Work to be completed
Rewrite the data with "green foliage" changed to "leafy vegetation" and everything else left unchanged.

Data for processing
####################

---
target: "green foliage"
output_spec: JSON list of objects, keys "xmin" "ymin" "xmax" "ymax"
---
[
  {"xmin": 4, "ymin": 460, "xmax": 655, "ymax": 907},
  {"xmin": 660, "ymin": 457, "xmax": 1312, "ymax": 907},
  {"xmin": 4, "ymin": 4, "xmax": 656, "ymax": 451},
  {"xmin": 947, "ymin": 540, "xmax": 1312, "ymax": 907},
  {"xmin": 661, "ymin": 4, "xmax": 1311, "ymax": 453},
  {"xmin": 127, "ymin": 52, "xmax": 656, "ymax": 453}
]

####################

Reply to the task
---
target: "leafy vegetation"
output_spec: JSON list of objects, keys "xmin" "ymin" "xmax" "ymax"
---
[
  {"xmin": 4, "ymin": 460, "xmax": 655, "ymax": 907},
  {"xmin": 660, "ymin": 457, "xmax": 1312, "ymax": 907},
  {"xmin": 4, "ymin": 4, "xmax": 656, "ymax": 451},
  {"xmin": 947, "ymin": 540, "xmax": 1312, "ymax": 907},
  {"xmin": 661, "ymin": 4, "xmax": 1311, "ymax": 453},
  {"xmin": 127, "ymin": 52, "xmax": 656, "ymax": 453}
]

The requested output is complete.